→ EXTRACTED ENTRIES:
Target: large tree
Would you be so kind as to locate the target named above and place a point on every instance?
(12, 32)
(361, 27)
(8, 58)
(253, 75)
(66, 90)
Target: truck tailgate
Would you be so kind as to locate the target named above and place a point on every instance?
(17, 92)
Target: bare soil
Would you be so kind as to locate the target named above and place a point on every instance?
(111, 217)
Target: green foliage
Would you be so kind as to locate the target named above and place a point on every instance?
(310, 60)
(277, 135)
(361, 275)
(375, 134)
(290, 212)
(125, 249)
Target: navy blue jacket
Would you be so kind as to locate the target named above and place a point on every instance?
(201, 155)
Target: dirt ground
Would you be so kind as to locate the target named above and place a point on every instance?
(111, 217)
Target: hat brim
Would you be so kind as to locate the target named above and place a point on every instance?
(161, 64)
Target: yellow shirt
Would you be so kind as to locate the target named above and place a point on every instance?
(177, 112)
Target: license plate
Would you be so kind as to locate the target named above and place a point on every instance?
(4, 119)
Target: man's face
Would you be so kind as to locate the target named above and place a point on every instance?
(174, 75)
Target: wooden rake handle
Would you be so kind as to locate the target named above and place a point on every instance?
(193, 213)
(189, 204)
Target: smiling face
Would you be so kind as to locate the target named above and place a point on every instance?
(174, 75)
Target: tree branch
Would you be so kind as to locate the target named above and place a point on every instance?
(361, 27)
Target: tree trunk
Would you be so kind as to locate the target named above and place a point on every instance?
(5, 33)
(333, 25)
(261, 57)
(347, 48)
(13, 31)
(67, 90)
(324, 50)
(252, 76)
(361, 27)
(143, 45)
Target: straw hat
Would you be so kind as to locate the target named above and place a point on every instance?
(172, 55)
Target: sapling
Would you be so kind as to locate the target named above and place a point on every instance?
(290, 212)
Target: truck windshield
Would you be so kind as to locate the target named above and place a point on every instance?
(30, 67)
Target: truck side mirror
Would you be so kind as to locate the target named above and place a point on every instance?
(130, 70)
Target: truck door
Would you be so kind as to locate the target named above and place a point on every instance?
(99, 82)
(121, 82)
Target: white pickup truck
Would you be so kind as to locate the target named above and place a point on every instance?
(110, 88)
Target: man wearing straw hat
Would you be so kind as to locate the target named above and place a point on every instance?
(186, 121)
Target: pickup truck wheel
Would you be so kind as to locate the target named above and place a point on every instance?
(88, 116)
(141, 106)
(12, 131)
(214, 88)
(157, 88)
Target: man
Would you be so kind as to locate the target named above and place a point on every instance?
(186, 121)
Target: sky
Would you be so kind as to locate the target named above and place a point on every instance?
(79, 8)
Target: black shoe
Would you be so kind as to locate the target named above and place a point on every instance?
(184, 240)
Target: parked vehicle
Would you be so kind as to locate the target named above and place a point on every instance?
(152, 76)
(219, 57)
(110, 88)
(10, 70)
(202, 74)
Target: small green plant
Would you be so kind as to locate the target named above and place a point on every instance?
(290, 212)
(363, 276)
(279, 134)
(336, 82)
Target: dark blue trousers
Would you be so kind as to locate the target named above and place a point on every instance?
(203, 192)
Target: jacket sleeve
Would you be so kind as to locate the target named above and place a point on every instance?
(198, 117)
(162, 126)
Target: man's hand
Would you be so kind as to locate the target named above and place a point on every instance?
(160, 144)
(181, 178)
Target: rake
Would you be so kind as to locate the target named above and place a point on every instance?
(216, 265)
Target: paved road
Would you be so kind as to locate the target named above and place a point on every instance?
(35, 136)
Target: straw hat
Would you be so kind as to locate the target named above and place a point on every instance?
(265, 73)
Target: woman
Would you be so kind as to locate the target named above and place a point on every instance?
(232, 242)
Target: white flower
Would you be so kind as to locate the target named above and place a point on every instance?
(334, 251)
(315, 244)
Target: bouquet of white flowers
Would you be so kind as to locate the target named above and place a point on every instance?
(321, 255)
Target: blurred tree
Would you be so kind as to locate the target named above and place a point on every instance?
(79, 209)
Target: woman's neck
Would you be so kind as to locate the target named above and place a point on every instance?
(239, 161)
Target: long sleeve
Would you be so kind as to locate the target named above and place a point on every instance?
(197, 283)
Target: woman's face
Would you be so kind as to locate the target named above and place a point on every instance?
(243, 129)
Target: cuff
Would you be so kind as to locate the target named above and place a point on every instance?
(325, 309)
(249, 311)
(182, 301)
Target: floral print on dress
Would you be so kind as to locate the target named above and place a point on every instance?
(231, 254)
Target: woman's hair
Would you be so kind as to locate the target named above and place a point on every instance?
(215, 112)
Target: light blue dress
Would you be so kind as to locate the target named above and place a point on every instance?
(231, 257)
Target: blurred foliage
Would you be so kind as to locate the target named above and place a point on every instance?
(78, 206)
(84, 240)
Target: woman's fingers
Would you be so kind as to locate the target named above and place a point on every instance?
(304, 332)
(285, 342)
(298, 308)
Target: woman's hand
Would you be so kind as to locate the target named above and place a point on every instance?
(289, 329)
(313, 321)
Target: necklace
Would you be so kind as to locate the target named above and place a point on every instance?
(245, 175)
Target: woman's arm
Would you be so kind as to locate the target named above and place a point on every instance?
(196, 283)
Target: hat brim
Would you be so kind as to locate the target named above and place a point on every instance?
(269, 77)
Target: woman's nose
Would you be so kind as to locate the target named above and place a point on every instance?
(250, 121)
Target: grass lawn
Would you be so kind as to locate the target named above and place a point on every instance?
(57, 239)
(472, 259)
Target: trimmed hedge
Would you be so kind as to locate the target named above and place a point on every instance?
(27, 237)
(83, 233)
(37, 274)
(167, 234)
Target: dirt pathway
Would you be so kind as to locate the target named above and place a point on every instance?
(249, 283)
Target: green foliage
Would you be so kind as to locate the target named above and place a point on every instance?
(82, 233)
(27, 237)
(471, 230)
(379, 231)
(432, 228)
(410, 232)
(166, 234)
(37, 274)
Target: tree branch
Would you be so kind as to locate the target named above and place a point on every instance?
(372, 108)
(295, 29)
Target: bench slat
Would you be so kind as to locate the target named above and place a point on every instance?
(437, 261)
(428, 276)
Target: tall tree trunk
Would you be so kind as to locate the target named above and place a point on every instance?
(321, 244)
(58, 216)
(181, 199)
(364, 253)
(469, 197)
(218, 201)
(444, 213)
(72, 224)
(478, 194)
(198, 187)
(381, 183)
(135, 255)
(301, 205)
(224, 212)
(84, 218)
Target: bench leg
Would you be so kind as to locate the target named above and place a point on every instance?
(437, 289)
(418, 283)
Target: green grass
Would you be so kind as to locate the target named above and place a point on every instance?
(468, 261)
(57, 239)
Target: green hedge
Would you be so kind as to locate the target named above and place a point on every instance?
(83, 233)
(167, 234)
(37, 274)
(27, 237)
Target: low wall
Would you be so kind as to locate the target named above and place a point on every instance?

→ INSTRUCTIONS TO FOLLOW: For this exercise, please output exactly the lines above starting at the line with "Target: white pickup truck" and ending at the line with "Target: pickup truck wheel", ends included.

→ TASK SOLUTION:
Target: white pickup truck
Would you be so kind as to locate the target named above and place a point on every instance?
(110, 88)
Target: man wearing straw hat
Would you be so kind as to locate the target named above and place a point on every instance?
(186, 121)
Target: pickup truck wheel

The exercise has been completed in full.